### Your assignment
Only lines containing "where" are wanted from the data below. Copy those lines.

<<<<

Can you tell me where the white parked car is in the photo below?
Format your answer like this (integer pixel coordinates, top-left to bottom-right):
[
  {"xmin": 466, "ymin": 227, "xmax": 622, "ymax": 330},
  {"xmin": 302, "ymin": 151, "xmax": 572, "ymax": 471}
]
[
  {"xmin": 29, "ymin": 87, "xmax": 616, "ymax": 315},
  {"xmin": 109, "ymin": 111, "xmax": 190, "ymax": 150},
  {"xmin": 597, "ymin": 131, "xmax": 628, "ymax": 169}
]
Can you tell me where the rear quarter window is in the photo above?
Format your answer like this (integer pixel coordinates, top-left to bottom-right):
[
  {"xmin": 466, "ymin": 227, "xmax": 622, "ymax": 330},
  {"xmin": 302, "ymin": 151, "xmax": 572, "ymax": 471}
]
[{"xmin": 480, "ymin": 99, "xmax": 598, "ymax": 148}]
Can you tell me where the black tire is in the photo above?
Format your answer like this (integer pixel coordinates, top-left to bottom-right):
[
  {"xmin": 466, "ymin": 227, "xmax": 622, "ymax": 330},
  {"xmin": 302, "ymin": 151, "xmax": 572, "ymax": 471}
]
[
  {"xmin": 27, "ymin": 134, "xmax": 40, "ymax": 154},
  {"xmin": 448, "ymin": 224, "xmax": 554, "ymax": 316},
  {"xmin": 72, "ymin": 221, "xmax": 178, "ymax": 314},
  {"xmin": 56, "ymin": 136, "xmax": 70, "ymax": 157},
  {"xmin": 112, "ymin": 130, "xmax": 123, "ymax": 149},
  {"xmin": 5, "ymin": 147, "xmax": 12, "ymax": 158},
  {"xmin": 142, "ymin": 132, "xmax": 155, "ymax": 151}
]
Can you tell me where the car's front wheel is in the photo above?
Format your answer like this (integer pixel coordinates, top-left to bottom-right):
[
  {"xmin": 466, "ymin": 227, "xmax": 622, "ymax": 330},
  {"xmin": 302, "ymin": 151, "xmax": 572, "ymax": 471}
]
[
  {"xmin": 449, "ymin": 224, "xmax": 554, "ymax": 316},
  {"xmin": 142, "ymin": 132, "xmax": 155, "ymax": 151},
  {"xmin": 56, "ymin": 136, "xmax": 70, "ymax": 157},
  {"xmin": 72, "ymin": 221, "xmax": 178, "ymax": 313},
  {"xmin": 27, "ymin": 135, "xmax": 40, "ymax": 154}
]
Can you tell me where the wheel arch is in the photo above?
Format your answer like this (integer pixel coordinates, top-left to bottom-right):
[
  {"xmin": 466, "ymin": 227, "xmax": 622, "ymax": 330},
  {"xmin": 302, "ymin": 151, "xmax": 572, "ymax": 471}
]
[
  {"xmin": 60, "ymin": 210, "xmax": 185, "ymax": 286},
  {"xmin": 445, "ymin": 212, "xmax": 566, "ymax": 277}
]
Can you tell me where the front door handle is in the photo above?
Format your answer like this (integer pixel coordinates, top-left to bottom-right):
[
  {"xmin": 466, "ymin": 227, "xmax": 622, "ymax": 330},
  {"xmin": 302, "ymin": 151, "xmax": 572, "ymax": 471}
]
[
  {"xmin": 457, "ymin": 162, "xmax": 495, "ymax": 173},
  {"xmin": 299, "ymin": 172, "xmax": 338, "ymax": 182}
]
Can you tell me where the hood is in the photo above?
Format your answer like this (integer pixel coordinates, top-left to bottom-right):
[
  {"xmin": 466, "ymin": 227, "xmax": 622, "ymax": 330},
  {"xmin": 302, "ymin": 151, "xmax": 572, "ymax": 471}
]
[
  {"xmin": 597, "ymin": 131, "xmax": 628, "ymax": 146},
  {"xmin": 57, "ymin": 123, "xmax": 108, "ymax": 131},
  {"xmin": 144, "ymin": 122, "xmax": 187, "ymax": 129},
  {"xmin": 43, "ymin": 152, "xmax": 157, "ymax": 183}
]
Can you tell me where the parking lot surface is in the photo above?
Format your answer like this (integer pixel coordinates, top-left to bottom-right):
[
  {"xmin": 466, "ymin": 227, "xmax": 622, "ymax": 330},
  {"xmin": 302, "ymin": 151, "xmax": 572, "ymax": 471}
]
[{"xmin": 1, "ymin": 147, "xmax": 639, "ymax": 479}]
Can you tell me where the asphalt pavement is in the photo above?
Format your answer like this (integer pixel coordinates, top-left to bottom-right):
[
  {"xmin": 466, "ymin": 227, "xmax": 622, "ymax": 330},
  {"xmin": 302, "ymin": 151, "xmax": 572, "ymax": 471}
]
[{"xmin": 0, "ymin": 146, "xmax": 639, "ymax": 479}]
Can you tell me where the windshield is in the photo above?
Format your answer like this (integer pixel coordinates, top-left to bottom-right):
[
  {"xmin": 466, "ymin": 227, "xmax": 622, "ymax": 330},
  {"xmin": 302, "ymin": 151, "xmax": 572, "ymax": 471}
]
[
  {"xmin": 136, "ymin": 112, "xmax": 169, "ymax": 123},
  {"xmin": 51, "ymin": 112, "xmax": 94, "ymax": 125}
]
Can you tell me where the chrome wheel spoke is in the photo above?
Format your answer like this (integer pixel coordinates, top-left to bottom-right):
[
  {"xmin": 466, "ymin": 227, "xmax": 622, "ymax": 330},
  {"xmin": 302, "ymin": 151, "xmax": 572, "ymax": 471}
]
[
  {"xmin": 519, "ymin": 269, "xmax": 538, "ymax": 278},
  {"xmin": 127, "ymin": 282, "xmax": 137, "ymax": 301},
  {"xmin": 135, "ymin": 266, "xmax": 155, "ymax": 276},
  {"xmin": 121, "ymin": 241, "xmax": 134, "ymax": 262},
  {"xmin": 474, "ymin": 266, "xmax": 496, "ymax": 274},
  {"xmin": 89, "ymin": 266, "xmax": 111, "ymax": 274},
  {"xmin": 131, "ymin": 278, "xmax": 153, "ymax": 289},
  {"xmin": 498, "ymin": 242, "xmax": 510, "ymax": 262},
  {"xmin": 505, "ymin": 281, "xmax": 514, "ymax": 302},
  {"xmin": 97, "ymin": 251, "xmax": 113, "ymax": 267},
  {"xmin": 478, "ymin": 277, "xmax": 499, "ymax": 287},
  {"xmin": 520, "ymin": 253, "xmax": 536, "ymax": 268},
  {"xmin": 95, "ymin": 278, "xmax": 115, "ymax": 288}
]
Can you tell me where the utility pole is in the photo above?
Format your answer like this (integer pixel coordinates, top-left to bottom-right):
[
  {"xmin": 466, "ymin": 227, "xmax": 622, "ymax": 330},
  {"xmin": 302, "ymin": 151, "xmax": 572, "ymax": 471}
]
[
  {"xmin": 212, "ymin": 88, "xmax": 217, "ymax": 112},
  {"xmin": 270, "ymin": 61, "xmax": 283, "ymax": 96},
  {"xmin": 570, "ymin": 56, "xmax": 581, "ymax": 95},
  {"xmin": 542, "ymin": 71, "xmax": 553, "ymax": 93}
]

>>>>

### Finished exercise
Can you tell me where the white parked car is in the photo below?
Can you tell me where the rear quarter window is in the photo above?
Can you tell me where the black tire is in the photo above?
Can you tell me where the car's front wheel is in the photo above?
Can you tell me where the wheel arch is in the photo above?
Can you tell me where the front door handle is in the photo above?
Can you tell me where the hood is in the photo above?
Can you tell me where the parking lot surface is in the photo above?
Can you tell me where the asphalt pavement is in the photo above?
Can you tell me where the windshield is in the photo above?
Can you tell me where the chrome wheel spoke is in the photo above?
Can you tell me where the utility pole is in the photo above?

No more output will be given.